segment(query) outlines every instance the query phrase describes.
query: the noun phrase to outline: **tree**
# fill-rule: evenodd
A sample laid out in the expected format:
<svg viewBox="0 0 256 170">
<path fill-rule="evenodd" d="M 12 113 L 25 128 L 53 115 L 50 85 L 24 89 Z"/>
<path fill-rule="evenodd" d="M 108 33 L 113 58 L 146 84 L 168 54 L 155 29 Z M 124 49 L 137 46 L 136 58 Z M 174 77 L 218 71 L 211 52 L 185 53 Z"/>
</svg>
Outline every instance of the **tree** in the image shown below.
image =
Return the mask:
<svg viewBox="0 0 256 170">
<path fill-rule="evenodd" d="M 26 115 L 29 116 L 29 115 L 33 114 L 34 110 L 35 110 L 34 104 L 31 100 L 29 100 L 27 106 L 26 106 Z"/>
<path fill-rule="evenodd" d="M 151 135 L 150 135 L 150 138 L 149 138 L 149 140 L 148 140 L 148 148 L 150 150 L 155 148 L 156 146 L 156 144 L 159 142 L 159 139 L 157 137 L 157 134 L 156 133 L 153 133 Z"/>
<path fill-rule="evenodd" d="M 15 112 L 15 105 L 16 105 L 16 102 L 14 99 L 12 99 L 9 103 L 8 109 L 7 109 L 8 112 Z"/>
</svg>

========================================================================

Set exercise ->
Please retype every line of the records above without any changes.

The output ->
segment(query) outlines every instance the query phrase describes.
query: the noun phrase to outline: **tree**
# fill-rule: evenodd
A sample laid out in the expected format:
<svg viewBox="0 0 256 170">
<path fill-rule="evenodd" d="M 12 113 L 25 128 L 53 115 L 50 85 L 24 89 Z"/>
<path fill-rule="evenodd" d="M 108 33 L 113 58 L 146 84 L 168 54 L 155 29 Z M 124 49 L 137 46 L 136 58 Z M 174 77 L 218 71 L 211 52 L 185 53 Z"/>
</svg>
Outline every instance of the **tree** in the image shown below.
image =
Return the mask:
<svg viewBox="0 0 256 170">
<path fill-rule="evenodd" d="M 26 115 L 29 116 L 29 115 L 33 114 L 34 110 L 35 110 L 34 104 L 31 100 L 29 100 L 27 106 L 26 106 Z"/>
<path fill-rule="evenodd" d="M 151 135 L 150 135 L 150 138 L 149 138 L 149 140 L 148 140 L 148 148 L 150 150 L 155 148 L 156 146 L 156 144 L 159 142 L 159 139 L 157 137 L 157 134 L 156 133 L 153 133 Z"/>
<path fill-rule="evenodd" d="M 15 112 L 15 105 L 16 105 L 16 102 L 14 99 L 12 99 L 9 103 L 8 109 L 7 109 L 8 112 Z"/>
</svg>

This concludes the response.